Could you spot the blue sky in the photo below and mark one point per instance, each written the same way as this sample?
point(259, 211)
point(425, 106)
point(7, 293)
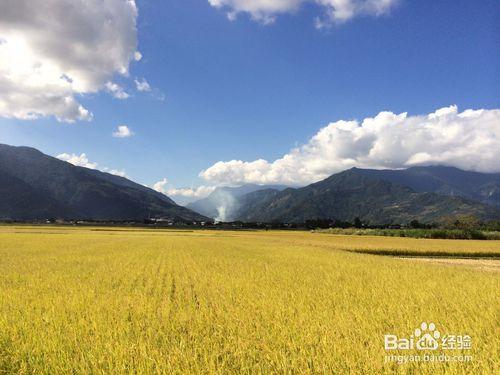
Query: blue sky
point(246, 90)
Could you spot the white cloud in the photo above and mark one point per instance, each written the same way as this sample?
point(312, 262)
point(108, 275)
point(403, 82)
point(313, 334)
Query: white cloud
point(161, 186)
point(78, 160)
point(116, 90)
point(142, 85)
point(265, 11)
point(468, 140)
point(182, 195)
point(83, 161)
point(199, 192)
point(53, 52)
point(123, 131)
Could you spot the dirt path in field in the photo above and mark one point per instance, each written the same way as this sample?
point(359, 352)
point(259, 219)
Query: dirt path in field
point(491, 265)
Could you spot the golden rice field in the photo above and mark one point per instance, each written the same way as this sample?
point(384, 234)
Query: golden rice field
point(92, 300)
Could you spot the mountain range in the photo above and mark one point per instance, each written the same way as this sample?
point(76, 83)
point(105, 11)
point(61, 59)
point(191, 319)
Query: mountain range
point(224, 202)
point(365, 194)
point(37, 186)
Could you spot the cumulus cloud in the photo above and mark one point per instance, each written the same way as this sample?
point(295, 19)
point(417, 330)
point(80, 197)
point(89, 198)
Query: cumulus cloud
point(265, 11)
point(199, 192)
point(116, 90)
point(83, 161)
point(123, 131)
point(142, 85)
point(54, 51)
point(468, 140)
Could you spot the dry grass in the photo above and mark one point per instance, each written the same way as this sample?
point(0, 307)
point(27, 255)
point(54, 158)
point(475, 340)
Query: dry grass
point(114, 301)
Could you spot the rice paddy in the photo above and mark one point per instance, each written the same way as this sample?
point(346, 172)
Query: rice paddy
point(100, 300)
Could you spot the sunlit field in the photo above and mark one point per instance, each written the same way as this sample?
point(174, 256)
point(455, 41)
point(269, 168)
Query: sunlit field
point(96, 300)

******************************

[Exercise details]
Take the data above and repeat it exactly, leaving each picture out.

[Reply to the task]
Could you spot the blue sky in the photo below and mark one point per instance, each written the same way as this sample?
point(259, 211)
point(425, 106)
point(7, 293)
Query: blue sky
point(246, 90)
Could you spot the white cloud in the photo above and mark one point per instance, each written the same way as this sample?
point(312, 262)
point(108, 275)
point(403, 82)
point(313, 334)
Query: white cloud
point(161, 186)
point(78, 160)
point(116, 90)
point(142, 85)
point(265, 11)
point(468, 140)
point(182, 195)
point(83, 161)
point(199, 192)
point(53, 52)
point(123, 131)
Could you spot the dirt path in field in the photo above and mark one point per instance, each written the same way as this sample?
point(359, 352)
point(259, 219)
Query: dirt path in field
point(491, 265)
Could you spot the golden rice field in the photo above and mark one point per instance, each written the same way as this sample?
point(384, 234)
Query: golden rice field
point(92, 300)
Could you spot the mountain range in the photo above and mark one point per instance, each written the same way as this sample?
point(76, 83)
point(105, 11)
point(61, 59)
point(191, 319)
Query: mountain range
point(224, 202)
point(365, 194)
point(37, 186)
Could you spot the cumulus cloud in the photo above and mark one point per instance, each written the same way as this sample?
point(295, 19)
point(417, 330)
point(80, 197)
point(89, 198)
Query: cumulus cloud
point(265, 11)
point(199, 192)
point(116, 90)
point(83, 161)
point(123, 131)
point(142, 85)
point(54, 51)
point(468, 140)
Could you spot the dry grass in the photo above and mark one point per instance, each written the same way as this sample?
point(0, 307)
point(27, 255)
point(54, 158)
point(475, 340)
Query: dry grass
point(114, 301)
Could you spot the rice paddy in the photo above and mark one point per instance, each written the same way as this sample?
point(346, 172)
Query: rice paddy
point(100, 300)
Could you spot the sunlit field in the photo above and mark one point per instance, each written the same way as this sample?
point(174, 256)
point(455, 41)
point(269, 168)
Query: sunlit field
point(96, 300)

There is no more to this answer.